> CONSIGNE A:
Répondez aux questions suivantes à l'aide du texte sur l'insonorisation des murs des chambres :
(i) Selon l'Administrateur, existe-t-il une norme relative à l'insonorisation entre deux pièces d'un même logement ?
(ii) Quel montant la bénéficiaire affirme-t-elle avoir payé en extra pour la laine d'insonorisation ?
(iii) D'après les témoignages rendus à l'audience, de quelle couleur est l'isolant en fibre de verre installé ?
> CONSIGNE B: Extrayez du texte sur l'insonorisation des murs des chambres le passage qui commence par « Dans les circonstances, nous » et se poursuit jusqu'à « moins cher aillleur. », inclusivement.
> CONSIGNE C: Prolongez le texte sur l'insonorisation des murs des chambres à partir de l'endroit où il s'arrête.

> EXTRAIT CITÉ:

Point 26 Insonorisation des murs des chambres
[43] Décision de l’Administrateur :
La bénéficiaire mentionne avoir payé pour que de la laine pour insonorisée les cloisons séparant les chambres soit installée, tandis que l’entrepreneur aurait installé de la laine isolante ordinaire, avec pour effet que l’insonorisation ne serait pas adéquate.
Lors de notre visite, nous n’avons pu constater la situation. Il importe cependant de préciser qu’il n’existe aucune norme relative à l’insonorisation entre deux pièces d’un même logement.
L’ajout de laine dans une cloison n’est pas la seule chose à prendre en compte lorsqu’on parle d’insonorisation, à savoir que l’étanchéité des portes des pièces doit être traitée, de même que la composition totale du mur, et ce, lorsqu’on souhaite obtenir un certain degré de performance.
Dans les circonstances, nous considérons qu’aucune véritable malfaçon n’est présente.
[44] Demande d’arbitrage :
J’ai payé un extra de $1000 pour avoir la laine insonorisation pour les murs de 3 chambres. Non pas la laine de isolation. L’administrateur monsieur Pitre m’a dit que je n’ai pas payé pour avoir les portes en insonorisation, donc c’est inutile d’avoir les laines insonorisation. C’est vrai je n’ai pas payé a Pentian pour avoir les portes en insonorisation, mais sur ma feuille de route, j'ai bien payé $1000 pour avoir les laines insonorisation. Avec Pentian les portes soit trop cher, mais plus tard je pourrai payer les portes insonorisation moins cher aillleur.
[45] À l’audience, l’Entrepreneur et l’Inspecteur-conciliateur ont témoigné à l’effet que l’isolant en fibre de verre rose qui a été installé servait tout autant d’isolant pour l’insonorisation.
[46] L’Inspecteur-conciliateur affirme que « par expérience je sais que cette laine insonorisante n’a pas une grosse conséquence sur le résultat, la problématique est ailleurs, ce n’est pas avec de la laine que le résultat est probant » et que quel que soit le type de laine, le résultat n’est pas l’attente que la Bénéficiaire peut avoir en demandant que les murs soient insonorisés, car mettre de la laine ne change pratiquement rien au niveau de l’insonorisation, il faut incorporer au bâtiment d’autres éléments pour assurer une insonorisation.
[47] L’Inspecteur-conciliateur ajoute qu’il n’y a aucun indice acoustique STC [Sound Transmission Class] à atteindre de mentionnée au contrat, qu’il n’y a pas de norme acoustique au Code national du bâtiment pour les murs d’une chambre à coucher à l’intérieur d’un même logement, et que les Bénéficiaires ont eu ce pour quoi ils ont payé.

(Enregistrements de formes étiquetées)
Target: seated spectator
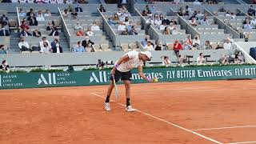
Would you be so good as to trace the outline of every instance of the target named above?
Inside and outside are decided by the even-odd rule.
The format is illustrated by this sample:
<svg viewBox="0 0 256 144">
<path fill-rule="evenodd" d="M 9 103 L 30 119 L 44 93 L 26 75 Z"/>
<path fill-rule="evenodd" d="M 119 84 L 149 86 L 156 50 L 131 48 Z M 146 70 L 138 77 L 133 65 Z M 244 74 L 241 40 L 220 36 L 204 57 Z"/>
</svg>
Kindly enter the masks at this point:
<svg viewBox="0 0 256 144">
<path fill-rule="evenodd" d="M 90 43 L 87 43 L 86 46 L 85 47 L 86 52 L 92 52 L 93 46 Z"/>
<path fill-rule="evenodd" d="M 82 46 L 81 42 L 78 42 L 78 46 L 74 48 L 73 52 L 74 53 L 82 53 L 85 52 L 85 47 Z"/>
<path fill-rule="evenodd" d="M 51 16 L 51 13 L 49 10 L 46 10 L 46 13 L 44 14 L 45 17 L 50 17 Z"/>
<path fill-rule="evenodd" d="M 154 46 L 154 50 L 162 50 L 162 44 L 161 41 L 158 41 L 158 42 Z"/>
<path fill-rule="evenodd" d="M 26 28 L 26 30 L 29 30 L 30 27 L 28 26 L 26 26 L 26 21 L 22 21 L 22 25 L 19 26 L 22 30 L 23 30 L 24 28 Z"/>
<path fill-rule="evenodd" d="M 206 17 L 204 17 L 204 18 L 201 20 L 201 25 L 209 25 L 208 19 Z"/>
<path fill-rule="evenodd" d="M 85 36 L 85 33 L 83 32 L 82 29 L 78 29 L 78 31 L 77 32 L 77 36 Z"/>
<path fill-rule="evenodd" d="M 201 5 L 201 2 L 198 2 L 198 0 L 194 0 L 194 2 L 193 2 L 193 5 Z"/>
<path fill-rule="evenodd" d="M 43 14 L 41 10 L 38 11 L 38 14 L 36 19 L 38 22 L 45 21 L 45 18 L 43 17 Z"/>
<path fill-rule="evenodd" d="M 48 46 L 50 46 L 50 49 L 51 49 L 51 46 L 50 46 L 50 43 L 49 42 L 49 41 L 47 40 L 46 37 L 42 37 L 42 41 L 39 42 L 39 46 L 40 46 L 40 50 L 42 49 L 43 47 L 43 43 L 44 42 L 47 42 L 48 43 Z"/>
<path fill-rule="evenodd" d="M 148 41 L 148 42 L 146 42 L 146 46 L 144 47 L 144 50 L 146 50 L 146 51 L 154 51 L 154 47 L 153 47 L 150 41 Z"/>
<path fill-rule="evenodd" d="M 94 36 L 94 33 L 91 31 L 90 28 L 88 28 L 87 31 L 86 31 L 86 35 L 87 36 Z"/>
<path fill-rule="evenodd" d="M 191 26 L 198 26 L 198 22 L 194 18 L 192 18 L 192 19 L 190 21 L 190 24 Z"/>
<path fill-rule="evenodd" d="M 33 9 L 30 9 L 30 12 L 28 12 L 26 14 L 27 17 L 30 17 L 30 16 L 34 16 L 34 10 Z"/>
<path fill-rule="evenodd" d="M 165 17 L 163 20 L 162 21 L 162 25 L 166 23 L 166 25 L 170 25 L 170 21 L 167 18 L 167 17 Z"/>
<path fill-rule="evenodd" d="M 35 17 L 30 17 L 30 26 L 38 26 L 38 22 Z"/>
<path fill-rule="evenodd" d="M 28 31 L 28 30 L 25 27 L 22 31 L 20 36 L 27 37 L 32 36 L 32 34 Z"/>
<path fill-rule="evenodd" d="M 7 50 L 5 49 L 5 45 L 0 45 L 0 54 L 7 54 Z"/>
<path fill-rule="evenodd" d="M 63 53 L 62 47 L 60 46 L 58 38 L 54 38 L 54 41 L 50 43 L 50 46 L 53 53 Z"/>
<path fill-rule="evenodd" d="M 162 34 L 170 34 L 170 29 L 168 27 L 165 27 L 165 30 L 162 31 Z"/>
<path fill-rule="evenodd" d="M 145 47 L 146 46 L 146 43 L 148 42 L 148 39 L 149 39 L 149 36 L 146 35 L 145 36 L 145 39 L 143 39 L 141 43 L 143 47 Z"/>
<path fill-rule="evenodd" d="M 93 22 L 93 26 L 90 26 L 90 30 L 91 30 L 92 31 L 94 31 L 94 30 L 101 30 L 99 29 L 98 26 L 96 25 L 96 22 Z"/>
<path fill-rule="evenodd" d="M 63 17 L 68 17 L 70 15 L 69 14 L 69 10 L 64 10 L 63 13 L 62 13 Z"/>
<path fill-rule="evenodd" d="M 43 42 L 42 46 L 40 49 L 40 53 L 48 54 L 50 53 L 50 46 L 49 46 L 48 42 Z"/>
<path fill-rule="evenodd" d="M 94 42 L 91 42 L 91 41 L 89 39 L 89 37 L 88 37 L 88 36 L 86 36 L 86 37 L 85 37 L 85 40 L 83 40 L 83 41 L 82 42 L 82 46 L 83 47 L 86 47 L 86 46 L 87 46 L 88 43 L 90 43 L 91 45 L 94 45 Z"/>
<path fill-rule="evenodd" d="M 126 26 L 125 26 L 124 22 L 119 22 L 119 25 L 118 25 L 118 31 L 124 31 L 124 30 L 126 30 Z"/>
<path fill-rule="evenodd" d="M 0 18 L 0 24 L 2 24 L 2 27 L 9 25 L 9 18 L 6 16 L 6 14 L 2 14 L 2 16 Z"/>
<path fill-rule="evenodd" d="M 21 51 L 30 51 L 30 45 L 26 42 L 25 38 L 22 37 L 18 42 L 18 48 Z"/>
<path fill-rule="evenodd" d="M 104 9 L 103 5 L 101 5 L 98 9 L 100 12 L 106 12 L 106 10 Z"/>
<path fill-rule="evenodd" d="M 2 65 L 0 66 L 0 70 L 3 70 L 3 71 L 9 71 L 10 70 L 10 66 L 7 64 L 7 61 L 6 60 L 3 60 L 2 62 Z"/>
<path fill-rule="evenodd" d="M 131 30 L 128 32 L 129 35 L 138 35 L 135 26 L 131 26 Z"/>
<path fill-rule="evenodd" d="M 82 7 L 80 7 L 80 5 L 78 4 L 77 7 L 74 8 L 75 11 L 78 12 L 78 13 L 80 13 L 80 12 L 82 12 Z"/>
<path fill-rule="evenodd" d="M 205 50 L 211 50 L 212 49 L 209 41 L 205 42 L 205 45 L 203 46 L 203 49 L 205 49 Z"/>
<path fill-rule="evenodd" d="M 192 42 L 192 46 L 194 47 L 198 47 L 200 46 L 200 38 L 198 35 L 194 36 L 194 38 L 193 39 L 193 42 Z"/>
<path fill-rule="evenodd" d="M 223 44 L 223 48 L 225 50 L 232 50 L 232 43 L 230 42 L 230 41 L 229 39 L 226 39 L 224 44 Z"/>
<path fill-rule="evenodd" d="M 23 11 L 23 9 L 19 9 L 18 16 L 19 17 L 26 17 L 26 14 Z"/>
<path fill-rule="evenodd" d="M 204 63 L 206 63 L 205 58 L 203 57 L 202 53 L 200 53 L 199 57 L 198 57 L 198 58 L 197 58 L 197 64 L 202 65 Z"/>
<path fill-rule="evenodd" d="M 34 36 L 34 37 L 37 37 L 37 38 L 41 37 L 41 32 L 38 30 L 38 28 L 36 28 L 36 29 L 33 31 L 33 36 Z"/>
<path fill-rule="evenodd" d="M 2 37 L 8 37 L 10 36 L 10 32 L 8 30 L 6 30 L 5 27 L 2 27 L 2 26 L 0 25 L 0 36 Z"/>
<path fill-rule="evenodd" d="M 49 36 L 58 36 L 58 30 L 56 27 L 51 28 L 51 32 L 50 33 Z"/>
<path fill-rule="evenodd" d="M 74 19 L 78 18 L 78 14 L 75 10 L 74 10 L 70 14 L 73 18 Z"/>
<path fill-rule="evenodd" d="M 250 9 L 248 10 L 247 14 L 250 16 L 255 16 L 255 10 L 254 9 L 253 6 L 250 6 Z"/>
<path fill-rule="evenodd" d="M 78 30 L 79 29 L 83 29 L 82 26 L 80 25 L 80 22 L 77 22 L 77 24 L 75 24 L 74 26 L 74 30 Z"/>
</svg>

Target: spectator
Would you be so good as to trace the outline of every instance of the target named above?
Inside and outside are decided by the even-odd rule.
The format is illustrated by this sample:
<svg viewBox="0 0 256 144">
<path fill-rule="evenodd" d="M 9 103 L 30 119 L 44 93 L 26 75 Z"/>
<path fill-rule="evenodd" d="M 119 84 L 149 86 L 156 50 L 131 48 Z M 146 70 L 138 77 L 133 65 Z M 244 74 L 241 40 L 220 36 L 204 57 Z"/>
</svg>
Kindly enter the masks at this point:
<svg viewBox="0 0 256 144">
<path fill-rule="evenodd" d="M 198 65 L 202 65 L 206 62 L 205 58 L 202 55 L 202 53 L 199 54 L 199 57 L 197 58 L 197 64 Z"/>
<path fill-rule="evenodd" d="M 162 44 L 161 41 L 158 41 L 158 42 L 154 46 L 154 50 L 162 50 Z"/>
<path fill-rule="evenodd" d="M 162 31 L 162 34 L 170 34 L 170 29 L 168 27 L 165 27 L 165 30 Z"/>
<path fill-rule="evenodd" d="M 38 26 L 38 22 L 35 17 L 30 17 L 30 26 Z"/>
<path fill-rule="evenodd" d="M 119 22 L 119 25 L 118 25 L 118 31 L 124 31 L 124 30 L 126 30 L 126 26 L 125 26 L 124 22 Z"/>
<path fill-rule="evenodd" d="M 59 44 L 58 38 L 54 38 L 54 41 L 50 43 L 53 53 L 63 53 L 62 47 Z"/>
<path fill-rule="evenodd" d="M 28 31 L 28 30 L 25 27 L 22 31 L 20 36 L 27 37 L 32 36 L 32 34 Z"/>
<path fill-rule="evenodd" d="M 42 37 L 42 41 L 39 42 L 39 45 L 40 45 L 40 50 L 42 49 L 43 47 L 43 43 L 44 42 L 47 42 L 47 46 L 50 46 L 50 49 L 51 49 L 51 46 L 50 46 L 50 43 L 49 42 L 49 41 L 47 40 L 46 37 Z"/>
<path fill-rule="evenodd" d="M 18 42 L 18 48 L 21 51 L 30 51 L 30 45 L 26 42 L 25 38 L 22 37 Z"/>
<path fill-rule="evenodd" d="M 23 11 L 23 9 L 19 9 L 18 16 L 19 17 L 26 17 L 26 14 Z"/>
<path fill-rule="evenodd" d="M 30 12 L 28 12 L 26 14 L 27 17 L 30 17 L 30 16 L 34 16 L 34 10 L 33 9 L 30 9 Z"/>
<path fill-rule="evenodd" d="M 0 25 L 0 28 L 1 28 L 1 30 L 0 30 L 0 36 L 10 36 L 10 32 L 8 30 L 6 30 L 6 28 L 3 26 L 2 27 L 2 26 Z"/>
<path fill-rule="evenodd" d="M 201 5 L 201 2 L 198 2 L 198 0 L 194 0 L 194 2 L 193 2 L 193 5 Z"/>
<path fill-rule="evenodd" d="M 250 6 L 250 9 L 248 10 L 247 14 L 250 16 L 255 16 L 255 10 L 254 9 L 253 6 Z"/>
<path fill-rule="evenodd" d="M 5 50 L 5 45 L 0 45 L 0 54 L 7 54 L 7 50 Z"/>
<path fill-rule="evenodd" d="M 198 26 L 197 21 L 194 18 L 192 18 L 192 19 L 190 21 L 190 24 L 191 26 Z"/>
<path fill-rule="evenodd" d="M 79 22 L 77 22 L 77 23 L 74 26 L 74 30 L 78 30 L 79 29 L 83 29 L 82 26 L 80 25 Z"/>
<path fill-rule="evenodd" d="M 49 10 L 46 10 L 46 13 L 44 14 L 45 17 L 50 17 L 51 16 L 51 13 Z"/>
<path fill-rule="evenodd" d="M 201 20 L 201 25 L 204 25 L 204 26 L 209 25 L 208 19 L 206 17 L 204 17 L 203 19 Z"/>
<path fill-rule="evenodd" d="M 91 31 L 90 28 L 88 28 L 87 32 L 86 32 L 86 35 L 87 36 L 94 36 L 94 33 Z"/>
<path fill-rule="evenodd" d="M 205 42 L 205 45 L 203 46 L 203 49 L 205 49 L 205 50 L 211 50 L 212 49 L 209 41 Z"/>
<path fill-rule="evenodd" d="M 36 28 L 36 29 L 33 31 L 33 36 L 34 36 L 34 37 L 37 37 L 37 38 L 41 37 L 41 32 L 38 30 L 38 28 Z"/>
<path fill-rule="evenodd" d="M 128 32 L 129 35 L 138 35 L 135 26 L 131 26 L 131 30 Z"/>
<path fill-rule="evenodd" d="M 74 19 L 78 18 L 78 14 L 75 10 L 73 10 L 73 12 L 70 14 L 73 18 Z"/>
<path fill-rule="evenodd" d="M 70 15 L 69 14 L 69 10 L 64 10 L 63 13 L 62 13 L 63 17 L 68 17 Z"/>
<path fill-rule="evenodd" d="M 41 10 L 38 11 L 38 14 L 36 19 L 38 22 L 45 21 L 45 18 L 43 17 L 43 14 Z"/>
<path fill-rule="evenodd" d="M 80 7 L 80 5 L 78 4 L 77 7 L 74 8 L 75 11 L 78 12 L 78 13 L 80 13 L 80 12 L 82 12 L 82 7 Z"/>
<path fill-rule="evenodd" d="M 224 50 L 232 50 L 232 43 L 230 41 L 226 38 L 224 44 L 223 44 Z"/>
<path fill-rule="evenodd" d="M 77 32 L 77 36 L 85 36 L 85 34 L 82 30 L 82 29 L 79 28 L 78 31 Z"/>
<path fill-rule="evenodd" d="M 74 53 L 82 53 L 85 52 L 85 47 L 82 46 L 81 42 L 78 42 L 78 46 L 73 50 Z"/>
<path fill-rule="evenodd" d="M 106 10 L 104 9 L 103 5 L 101 5 L 98 9 L 100 12 L 106 12 Z"/>
<path fill-rule="evenodd" d="M 148 42 L 148 39 L 149 39 L 149 36 L 146 35 L 145 36 L 145 39 L 143 39 L 141 43 L 143 47 L 145 47 L 146 46 L 146 43 Z"/>
<path fill-rule="evenodd" d="M 6 14 L 2 14 L 0 18 L 0 24 L 2 24 L 2 27 L 9 25 L 9 18 L 6 16 Z"/>
<path fill-rule="evenodd" d="M 96 25 L 96 22 L 93 22 L 93 26 L 90 26 L 90 30 L 92 31 L 94 31 L 94 30 L 101 30 L 98 27 L 98 26 Z"/>
<path fill-rule="evenodd" d="M 152 44 L 151 44 L 151 42 L 150 42 L 150 41 L 148 41 L 147 42 L 146 42 L 146 46 L 144 47 L 144 50 L 146 50 L 146 51 L 154 51 L 154 47 L 153 47 L 153 46 L 152 46 Z"/>
<path fill-rule="evenodd" d="M 193 39 L 193 42 L 192 42 L 192 46 L 194 47 L 198 47 L 200 46 L 200 38 L 198 35 L 195 35 L 194 36 L 194 38 Z"/>
<path fill-rule="evenodd" d="M 92 50 L 93 50 L 92 45 L 90 43 L 87 43 L 85 48 L 86 52 L 92 52 Z"/>
<path fill-rule="evenodd" d="M 88 43 L 90 43 L 91 45 L 94 45 L 94 42 L 91 42 L 90 39 L 89 39 L 89 37 L 88 36 L 86 36 L 85 37 L 85 40 L 83 40 L 82 42 L 82 46 L 84 46 L 84 47 L 86 47 L 87 44 Z"/>
<path fill-rule="evenodd" d="M 2 65 L 0 66 L 0 70 L 2 70 L 3 71 L 9 72 L 10 66 L 9 66 L 6 60 L 3 60 L 2 62 Z"/>
<path fill-rule="evenodd" d="M 48 54 L 50 53 L 50 46 L 49 46 L 47 42 L 42 42 L 42 46 L 40 49 L 40 53 Z"/>
</svg>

> RÉSULTAT A:
(i) Non, il n'existe aucune norme relative à l'insonorisation entre deux pièces d'un même logement.
(ii) Un extra de 1000 $ pour la laine d'insonorisation des murs de trois chambres.
(iii) Il est rose.

> RÉSULTAT B:
Dans les circonstances, nous considérons qu’aucune véritable malfaçon n’est présente.
[44] Demande d’arbitrage :
J’ai payé un extra de $1000 pour avoir la laine insonorisation pour les murs de 3 chambres. Non pas la laine de isolation. L’administrateur monsieur Pitre m’a dit que je n’ai pas payé pour avoir les portes en insonorisation, donc c’est inutile d’avoir les laines insonorisation. C’est vrai je n’ai pas payé a Pentian pour avoir les portes en insonorisation, mais sur ma feuille de route, j'ai bien payé $1000 pour avoir les laines insonorisation. Avec Pentian les portes soit trop cher, mais plus tard je pourrai payer les portes insonorisation moins cher aillleur.

> RÉSULTAT C:
[48] Le soussigné est familier avec l’insonorisation des bâtiments[16].
[49] Par soucis d’équité[17], le Tribunal d’arbitrage a dit à l’audience qu’il allait vérifier les affirmations de l’Entrepreneur et de l’Administrateur, à l’effet que l’isolant en fibre de verre servait d’isolation en insonorisation.
[50] Pendant le délibéré, il a lu la publication #B1405 de NAIMA sur le contrôle acoustique dans les bâtiments résidentiels et commerciaux, Sound Control for Commercial and Residential Buildings qui confirme l’affirmation de l’Administrateur et de l’Entrepreneur.
[51] D’après le document Sound Control for Commercial and Residential Buildings #BI405 de la North American Insulation Manufacturers Association (NAIMA), l’isolation en fibre de verre absorbe naturellement le bruit, ce qui réduit la transmission du bruit à travers les murs.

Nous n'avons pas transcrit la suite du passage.